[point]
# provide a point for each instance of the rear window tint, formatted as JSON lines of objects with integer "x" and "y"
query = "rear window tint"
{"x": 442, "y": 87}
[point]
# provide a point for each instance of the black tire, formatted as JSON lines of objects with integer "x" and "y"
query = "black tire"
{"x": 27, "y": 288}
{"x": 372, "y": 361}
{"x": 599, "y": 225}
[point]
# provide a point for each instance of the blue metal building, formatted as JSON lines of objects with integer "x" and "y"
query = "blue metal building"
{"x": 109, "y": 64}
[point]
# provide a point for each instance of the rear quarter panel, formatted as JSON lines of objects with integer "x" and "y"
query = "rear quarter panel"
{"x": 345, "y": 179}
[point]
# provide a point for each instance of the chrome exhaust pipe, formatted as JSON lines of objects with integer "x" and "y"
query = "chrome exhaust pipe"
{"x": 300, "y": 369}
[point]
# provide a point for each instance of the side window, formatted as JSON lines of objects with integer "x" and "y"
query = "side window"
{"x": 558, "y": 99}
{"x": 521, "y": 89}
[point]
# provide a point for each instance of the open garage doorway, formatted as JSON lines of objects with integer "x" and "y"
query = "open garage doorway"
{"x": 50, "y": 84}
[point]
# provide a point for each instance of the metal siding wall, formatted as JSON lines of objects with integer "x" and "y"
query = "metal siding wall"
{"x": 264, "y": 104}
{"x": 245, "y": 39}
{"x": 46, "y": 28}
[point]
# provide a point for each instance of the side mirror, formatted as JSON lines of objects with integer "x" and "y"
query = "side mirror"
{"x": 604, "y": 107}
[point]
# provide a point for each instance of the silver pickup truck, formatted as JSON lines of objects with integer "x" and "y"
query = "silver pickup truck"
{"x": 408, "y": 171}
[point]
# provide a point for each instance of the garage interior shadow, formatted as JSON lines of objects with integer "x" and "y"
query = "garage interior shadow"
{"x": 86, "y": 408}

● ● ● ● ● ● ●

EXERCISE:
Restate the whole listing exactly, leaving out nothing.

TASK SOLUTION:
[point]
# provide a point for each instance of the rear window tint, formatted as JSON lines of objects with integer "x" and "y"
query = "rear window tint"
{"x": 442, "y": 87}
[point]
# provide a point for each instance of the black tire, formatted as JSON lines of objects with integer "x" and "y"
query = "black tire"
{"x": 27, "y": 288}
{"x": 372, "y": 361}
{"x": 599, "y": 225}
[point]
# provide a point for each instance of the blue metal building, formatted as JSON lines of objects with integer "x" and "y"
query = "blue metal building"
{"x": 109, "y": 64}
[point]
# provide a point for each instance of the rear quarter panel, formatted as JSON lines of objects with integer "x" and "y"
query = "rear quarter panel"
{"x": 345, "y": 179}
[point]
# provide a point for each instance of the chrome exhaust pipe, formatted as JSON lines of objects with integer "x" and "y"
query = "chrome exhaust pipe"
{"x": 300, "y": 369}
[point]
# provide a point for each instance of the side window, formatted as JSON lines of objects with integer "x" and "y"
query = "side window"
{"x": 558, "y": 99}
{"x": 521, "y": 89}
[point]
# provide a point for each instance of the open garage doorway, formatted as JSON lines of objects with integer "x" and "y"
query = "open garage doorway"
{"x": 50, "y": 84}
[point]
# provide a point for each instance of the metal siding wall, formatted as JSON lines of objects with integer "x" and "y"
query = "metal siding wall"
{"x": 264, "y": 104}
{"x": 245, "y": 39}
{"x": 46, "y": 28}
[point]
# provide a point for each instance of the side mirror, formatted as JSON lines of objects with integer "x" and "y"
query = "side mirror"
{"x": 604, "y": 107}
[point]
# provide a point for each instance of the silver pickup truck, formatted as JSON lines of objects with integer "x" and "y"
query = "silver pickup truck"
{"x": 408, "y": 171}
[point]
# provide a point for each instance of the garage interior shadow, formatted as JSON lines of objects with integer "x" and "y"
query = "garage interior shadow"
{"x": 86, "y": 408}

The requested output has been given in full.